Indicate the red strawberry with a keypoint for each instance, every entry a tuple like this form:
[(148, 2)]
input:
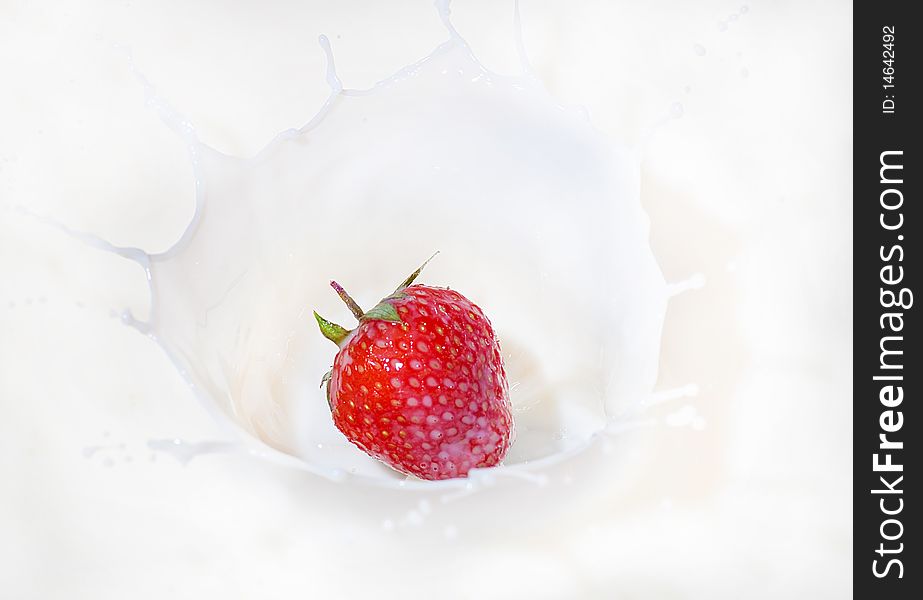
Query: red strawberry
[(420, 384)]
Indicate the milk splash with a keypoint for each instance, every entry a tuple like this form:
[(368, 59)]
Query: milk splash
[(537, 217)]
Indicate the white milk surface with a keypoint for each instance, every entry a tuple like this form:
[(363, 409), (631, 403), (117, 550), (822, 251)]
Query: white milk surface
[(626, 199)]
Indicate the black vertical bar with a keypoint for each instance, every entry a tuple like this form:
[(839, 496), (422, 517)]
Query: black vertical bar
[(887, 369)]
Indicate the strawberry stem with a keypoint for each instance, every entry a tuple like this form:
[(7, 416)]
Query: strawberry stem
[(353, 307), (410, 278)]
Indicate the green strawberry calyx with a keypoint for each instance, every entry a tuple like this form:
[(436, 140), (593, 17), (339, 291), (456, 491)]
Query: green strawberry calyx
[(383, 311)]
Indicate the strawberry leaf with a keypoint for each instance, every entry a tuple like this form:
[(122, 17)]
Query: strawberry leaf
[(333, 332), (383, 311)]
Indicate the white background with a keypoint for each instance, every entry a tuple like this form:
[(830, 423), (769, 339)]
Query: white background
[(751, 187)]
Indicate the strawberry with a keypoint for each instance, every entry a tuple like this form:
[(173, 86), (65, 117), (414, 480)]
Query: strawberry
[(420, 384)]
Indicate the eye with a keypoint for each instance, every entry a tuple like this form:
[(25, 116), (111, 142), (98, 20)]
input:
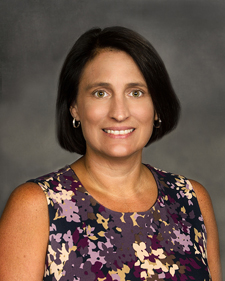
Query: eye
[(100, 94), (136, 93)]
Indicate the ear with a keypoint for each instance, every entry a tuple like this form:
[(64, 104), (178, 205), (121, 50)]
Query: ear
[(74, 112)]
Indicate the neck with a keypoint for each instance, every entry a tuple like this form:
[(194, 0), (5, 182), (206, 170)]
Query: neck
[(115, 176)]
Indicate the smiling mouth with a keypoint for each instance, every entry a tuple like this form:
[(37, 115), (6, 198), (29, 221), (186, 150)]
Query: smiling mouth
[(117, 132)]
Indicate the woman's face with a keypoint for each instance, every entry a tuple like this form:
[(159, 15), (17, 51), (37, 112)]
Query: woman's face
[(114, 105)]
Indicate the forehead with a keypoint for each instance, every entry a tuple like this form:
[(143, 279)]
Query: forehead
[(111, 65)]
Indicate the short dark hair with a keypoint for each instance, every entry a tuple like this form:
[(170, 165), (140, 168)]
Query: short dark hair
[(165, 101)]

[WHAT YOU HAVE TO DO]
Take the material above from the line bearing "Query: strawberry leaf" through the line bearing "Indicate the neck" and write it out exactly, both end lines included. Pictures stay out.

[TASK RESULT]
Query: strawberry leaf
[(333, 332), (383, 311)]
Indicate the white background with a keypoint for each instance, every entry a tuple like this form:
[(830, 423), (769, 339)]
Query: white background
[(751, 187)]
Indicate the strawberry with a keypoint for each instance, every entry a tuple like this form:
[(173, 86), (65, 117), (414, 480)]
Query: strawberry
[(420, 384)]
Indicate the eye with a keypoint for each instance, every entry a tuple like this form:
[(25, 116), (111, 142), (98, 20)]
input:
Query: eye
[(100, 94), (136, 93)]
Indicate the ear with a keypoint for each instance, every entry a tuple like this form:
[(64, 104), (178, 205), (121, 50)]
Query: ear
[(74, 112)]
Indicate the neck with a keypoint for each instance, every entry a tuple like this form:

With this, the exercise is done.